◆ Task to carry out: Every line of the records that holds the word "tile" should be copied.

[Supplied data — start]

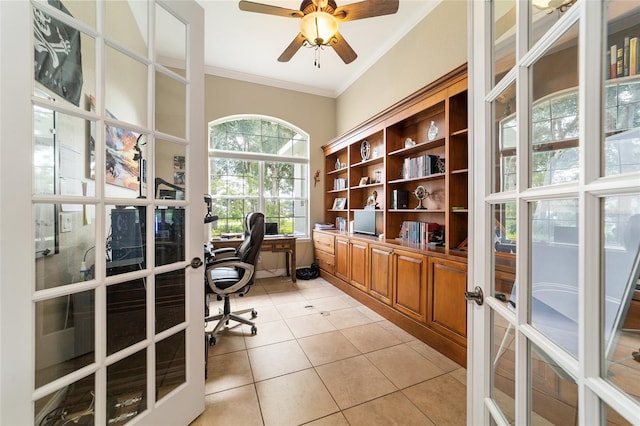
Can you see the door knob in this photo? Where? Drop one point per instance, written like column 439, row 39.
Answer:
column 476, row 295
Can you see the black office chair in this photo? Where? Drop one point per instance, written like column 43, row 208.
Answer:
column 234, row 274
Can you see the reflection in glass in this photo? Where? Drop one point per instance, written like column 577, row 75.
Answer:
column 75, row 237
column 505, row 140
column 171, row 99
column 126, row 388
column 126, row 314
column 170, row 364
column 554, row 271
column 554, row 114
column 170, row 299
column 169, row 230
column 171, row 41
column 621, row 145
column 503, row 385
column 74, row 403
column 125, row 251
column 621, row 257
column 126, row 23
column 170, row 165
column 553, row 393
column 64, row 335
column 504, row 37
column 126, row 86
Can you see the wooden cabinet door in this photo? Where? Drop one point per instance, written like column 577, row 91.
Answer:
column 380, row 280
column 447, row 309
column 410, row 284
column 359, row 262
column 342, row 259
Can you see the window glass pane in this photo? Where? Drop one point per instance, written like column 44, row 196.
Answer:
column 621, row 144
column 170, row 110
column 505, row 140
column 504, row 37
column 126, row 87
column 554, row 114
column 554, row 271
column 125, row 251
column 171, row 370
column 126, row 314
column 65, row 241
column 171, row 41
column 621, row 258
column 504, row 366
column 126, row 22
column 126, row 387
column 66, row 323
column 78, row 397
column 553, row 393
column 170, row 299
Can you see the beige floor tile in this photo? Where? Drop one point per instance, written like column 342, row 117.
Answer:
column 309, row 325
column 228, row 371
column 370, row 337
column 327, row 347
column 393, row 409
column 434, row 356
column 402, row 335
column 294, row 399
column 237, row 406
column 277, row 359
column 228, row 340
column 268, row 333
column 295, row 309
column 336, row 419
column 374, row 316
column 403, row 366
column 350, row 317
column 442, row 399
column 354, row 380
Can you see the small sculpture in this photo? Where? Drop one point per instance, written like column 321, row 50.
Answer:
column 372, row 200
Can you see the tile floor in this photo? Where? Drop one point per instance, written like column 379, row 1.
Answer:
column 322, row 358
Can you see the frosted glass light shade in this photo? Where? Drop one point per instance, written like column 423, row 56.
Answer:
column 318, row 27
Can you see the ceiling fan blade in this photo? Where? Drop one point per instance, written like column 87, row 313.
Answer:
column 343, row 49
column 249, row 6
column 366, row 9
column 292, row 48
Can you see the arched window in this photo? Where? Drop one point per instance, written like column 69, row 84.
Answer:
column 259, row 163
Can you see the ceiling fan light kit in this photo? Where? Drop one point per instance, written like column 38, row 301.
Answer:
column 319, row 23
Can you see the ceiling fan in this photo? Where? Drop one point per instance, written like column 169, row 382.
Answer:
column 319, row 23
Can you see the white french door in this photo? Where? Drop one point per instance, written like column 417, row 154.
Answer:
column 556, row 207
column 101, row 183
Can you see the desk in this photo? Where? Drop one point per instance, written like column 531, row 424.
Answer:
column 273, row 244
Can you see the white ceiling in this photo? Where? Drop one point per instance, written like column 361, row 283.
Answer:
column 246, row 45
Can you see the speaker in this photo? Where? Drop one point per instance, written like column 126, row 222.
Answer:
column 399, row 199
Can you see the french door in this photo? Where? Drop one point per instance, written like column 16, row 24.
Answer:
column 102, row 176
column 556, row 230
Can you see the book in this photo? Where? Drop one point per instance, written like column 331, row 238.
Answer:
column 634, row 56
column 612, row 61
column 620, row 62
column 625, row 58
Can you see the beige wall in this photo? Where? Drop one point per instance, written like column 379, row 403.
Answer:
column 314, row 114
column 434, row 47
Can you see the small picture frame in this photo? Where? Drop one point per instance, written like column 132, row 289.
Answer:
column 339, row 204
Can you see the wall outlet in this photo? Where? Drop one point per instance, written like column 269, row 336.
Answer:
column 66, row 224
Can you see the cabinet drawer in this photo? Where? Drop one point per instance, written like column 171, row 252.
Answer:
column 323, row 242
column 326, row 261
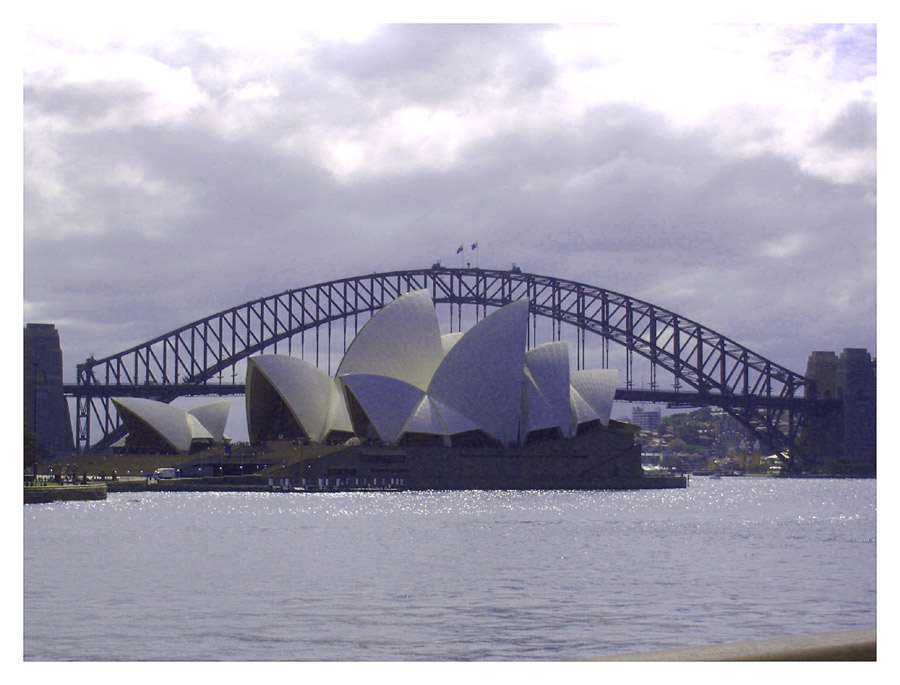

[Supplied data — finish]

◆ Exercise response:
Can you see the beige floor tile in this photo? Where? Drop one point per instance, written like column 342, row 117.
Can you see the tile floor in this photo? Where? Drop one point per instance, written like column 379, row 1.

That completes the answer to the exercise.